What the task asks => Report how many lines in the rows below contain the word "would". Give only the number.

——

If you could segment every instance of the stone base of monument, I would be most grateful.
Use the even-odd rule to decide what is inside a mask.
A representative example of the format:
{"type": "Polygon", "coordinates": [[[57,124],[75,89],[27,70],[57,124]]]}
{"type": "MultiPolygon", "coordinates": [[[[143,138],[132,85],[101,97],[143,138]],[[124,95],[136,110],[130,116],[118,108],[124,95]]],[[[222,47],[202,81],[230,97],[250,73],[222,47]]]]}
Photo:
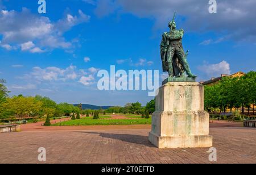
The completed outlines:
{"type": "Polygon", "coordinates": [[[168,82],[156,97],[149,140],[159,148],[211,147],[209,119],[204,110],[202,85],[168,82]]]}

——

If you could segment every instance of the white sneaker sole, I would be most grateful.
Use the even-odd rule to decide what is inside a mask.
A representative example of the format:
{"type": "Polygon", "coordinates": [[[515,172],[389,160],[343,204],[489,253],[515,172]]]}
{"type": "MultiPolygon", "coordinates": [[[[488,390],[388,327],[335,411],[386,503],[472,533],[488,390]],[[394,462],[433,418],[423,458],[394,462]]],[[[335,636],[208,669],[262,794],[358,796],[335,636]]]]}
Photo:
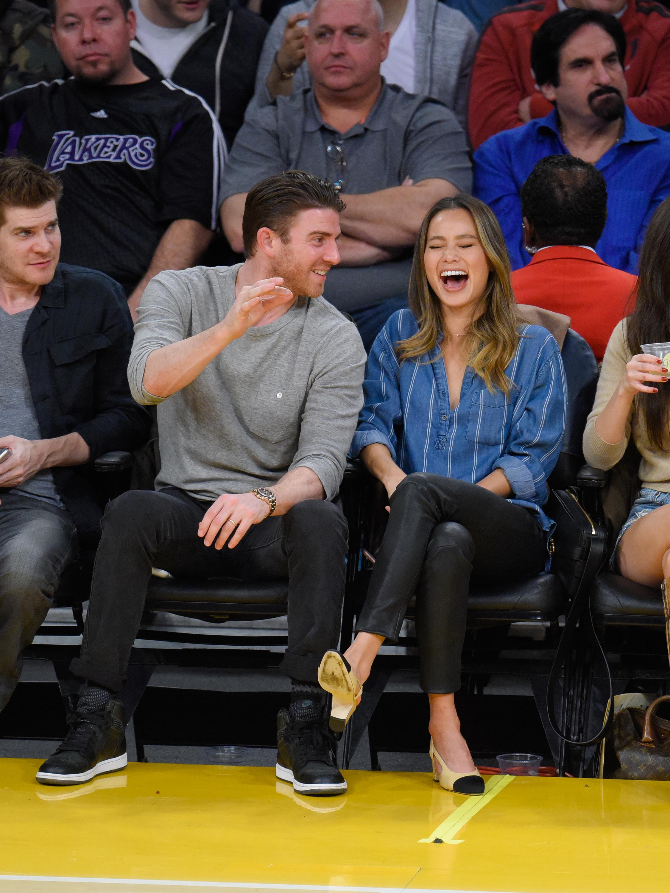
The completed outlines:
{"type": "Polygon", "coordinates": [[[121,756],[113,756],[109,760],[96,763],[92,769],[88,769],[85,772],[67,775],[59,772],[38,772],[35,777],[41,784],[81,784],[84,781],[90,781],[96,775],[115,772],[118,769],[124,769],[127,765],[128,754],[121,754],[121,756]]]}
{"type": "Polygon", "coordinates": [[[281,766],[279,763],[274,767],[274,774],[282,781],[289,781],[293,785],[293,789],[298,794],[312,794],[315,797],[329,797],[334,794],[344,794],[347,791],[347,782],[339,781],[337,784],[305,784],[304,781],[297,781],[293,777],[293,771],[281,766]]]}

——

Solution for this exercise => 2